- **EXERCISE PROMPT**
Below is a block of records; repeat all of them exactly.

- **Dataset entries**

>> BEGIN

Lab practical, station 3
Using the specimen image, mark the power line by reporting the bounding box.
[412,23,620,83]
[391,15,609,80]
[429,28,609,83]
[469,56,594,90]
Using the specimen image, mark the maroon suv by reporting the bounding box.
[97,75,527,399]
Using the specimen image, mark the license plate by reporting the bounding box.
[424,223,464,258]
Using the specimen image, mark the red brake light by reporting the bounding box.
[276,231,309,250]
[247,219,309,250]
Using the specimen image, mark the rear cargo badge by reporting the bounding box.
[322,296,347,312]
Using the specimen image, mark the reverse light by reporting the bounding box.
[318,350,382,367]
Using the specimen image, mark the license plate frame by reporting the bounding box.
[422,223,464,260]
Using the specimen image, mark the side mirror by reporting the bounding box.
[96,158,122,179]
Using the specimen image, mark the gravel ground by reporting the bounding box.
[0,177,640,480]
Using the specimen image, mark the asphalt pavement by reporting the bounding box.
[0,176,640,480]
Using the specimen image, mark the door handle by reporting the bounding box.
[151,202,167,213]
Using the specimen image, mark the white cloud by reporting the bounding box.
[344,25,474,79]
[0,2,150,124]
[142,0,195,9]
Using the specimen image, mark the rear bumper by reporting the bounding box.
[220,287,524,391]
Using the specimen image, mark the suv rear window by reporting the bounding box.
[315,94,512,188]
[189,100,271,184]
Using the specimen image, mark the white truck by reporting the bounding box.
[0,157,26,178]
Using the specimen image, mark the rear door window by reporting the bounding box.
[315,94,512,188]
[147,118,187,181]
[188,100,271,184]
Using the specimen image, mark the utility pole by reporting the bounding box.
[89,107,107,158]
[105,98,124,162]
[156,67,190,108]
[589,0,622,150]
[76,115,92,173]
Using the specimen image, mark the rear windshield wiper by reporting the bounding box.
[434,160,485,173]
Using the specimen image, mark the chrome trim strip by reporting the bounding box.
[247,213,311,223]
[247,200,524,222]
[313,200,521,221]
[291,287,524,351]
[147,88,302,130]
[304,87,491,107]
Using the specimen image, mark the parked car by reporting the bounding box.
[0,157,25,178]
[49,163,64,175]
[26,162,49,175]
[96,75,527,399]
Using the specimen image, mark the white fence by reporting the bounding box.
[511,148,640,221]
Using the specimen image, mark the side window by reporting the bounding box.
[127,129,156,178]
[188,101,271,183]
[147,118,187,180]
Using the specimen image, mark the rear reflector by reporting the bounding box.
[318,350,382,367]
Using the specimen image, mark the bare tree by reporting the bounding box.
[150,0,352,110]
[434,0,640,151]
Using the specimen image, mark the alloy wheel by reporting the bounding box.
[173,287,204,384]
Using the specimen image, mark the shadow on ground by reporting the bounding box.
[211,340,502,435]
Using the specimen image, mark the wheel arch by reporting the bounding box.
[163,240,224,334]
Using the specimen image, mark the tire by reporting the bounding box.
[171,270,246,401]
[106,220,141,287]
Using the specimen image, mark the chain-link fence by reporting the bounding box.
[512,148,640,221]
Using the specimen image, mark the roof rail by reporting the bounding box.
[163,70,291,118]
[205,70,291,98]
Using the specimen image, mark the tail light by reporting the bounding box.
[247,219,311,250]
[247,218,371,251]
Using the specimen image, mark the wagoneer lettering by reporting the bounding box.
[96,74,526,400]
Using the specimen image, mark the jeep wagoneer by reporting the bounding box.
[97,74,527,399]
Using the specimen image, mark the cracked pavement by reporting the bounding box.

>> END

- **COMPLETE RESPONSE**
Lab practical, station 3
Using the specimen image, mark the power line by reporting the bounding box.
[412,23,620,83]
[391,15,609,80]
[429,28,609,83]
[469,56,594,90]
Using the specimen image, mark the maroon suv by reporting the bounding box.
[97,75,527,399]
Using the specimen image, mark the license plate by reporting the bounding box.
[424,223,464,258]
Using the specimen image, mark the red brake light by reporting the bounding box.
[276,231,309,250]
[247,219,309,250]
Using the specimen image, mark the rear cargo badge by reporting the bounding box.
[322,296,347,312]
Using the specimen image, mark the reverse light by reporting the bounding box.
[318,350,382,367]
Using the specimen image, mark the license plate frame by reporting the bounding box.
[422,223,464,260]
Using the specimen image, mark the side mirror by reporting the bounding box.
[96,158,122,179]
Using the specimen image, mark the gravel ground by reporting the bounding box.
[0,177,640,480]
Using the specimen image, mark the asphalt pavement by reporting the bounding box.
[0,176,640,480]
Using the specimen image, mark the door handle by reporting the bounding box.
[151,202,167,213]
Using the specimen image, mark the white cloud by reporting the bounding box.
[344,25,474,79]
[0,2,150,124]
[142,0,195,9]
Using the specimen image, mark the rear bumper by reporting the bounding box.
[220,287,524,391]
Using the specimen image, mark the suv rear window by reporting the bounding box.
[315,94,512,188]
[189,100,271,184]
Using the specimen image, mark the white truck by reporting the bounding box.
[0,157,26,178]
Using the specimen image, mark the rear door window by reporting the bounding box.
[315,94,512,188]
[147,118,187,181]
[188,100,271,184]
Using the specimen image, mark the utility pole by reporting the bounding box.
[89,107,107,158]
[105,98,124,162]
[156,67,190,108]
[589,0,622,150]
[76,115,92,173]
Using the specimen image, mark the rear windshield wiper by reporting the bounding box.
[434,160,485,173]
Using the specimen image, mark the chrome trim strip by reporting the bounding box.
[247,213,311,223]
[247,200,524,222]
[313,200,521,221]
[291,287,524,351]
[147,88,302,130]
[304,87,491,107]
Using the specimen image, mark the parked car by reporting the bounding box.
[0,157,25,178]
[49,163,64,175]
[26,162,49,175]
[96,75,527,399]
Using the specimen image, mark the white fence by reporting the bounding box.
[511,148,640,221]
Using the specimen image, mark the side window by reporting the bounding box.
[127,129,156,178]
[188,101,271,183]
[147,118,187,180]
Using the specimen image, mark the rear reflector by reporting the bounding box.
[318,350,382,367]
Using the specimen image, mark the bare tree by reporting the bounding box.
[150,0,352,110]
[434,0,640,151]
Using the specimen image, mark the alloy wheel by reporting the bounding box.
[173,287,204,384]
Using the specimen image, mark the shadow on ground by reporting the bounding box.
[211,340,502,435]
Using the specimen image, mark the wheel arch by reporting the bounding box.
[163,240,224,334]
Using the specimen image, mark the tire by reporting the bounding box.
[171,270,246,401]
[106,220,141,287]
Using the specimen image, mark the chain-link fence by reporting the bounding box.
[512,148,640,221]
Using the specimen image, mark the roof rail by reporting the bounding box.
[163,70,291,118]
[205,70,291,98]
Using the specimen image, mark the tail light by reporting the bounding box.
[247,219,311,250]
[247,218,371,251]
Using the specimen image, mark the wagoneer lettering by reporting the bounding box.
[96,74,526,400]
Using the specimen image, mark the jeep wagoneer by reporting the bounding box.
[97,74,527,399]
Using the specimen image, mark the cracked pavement by reporting the bounding box.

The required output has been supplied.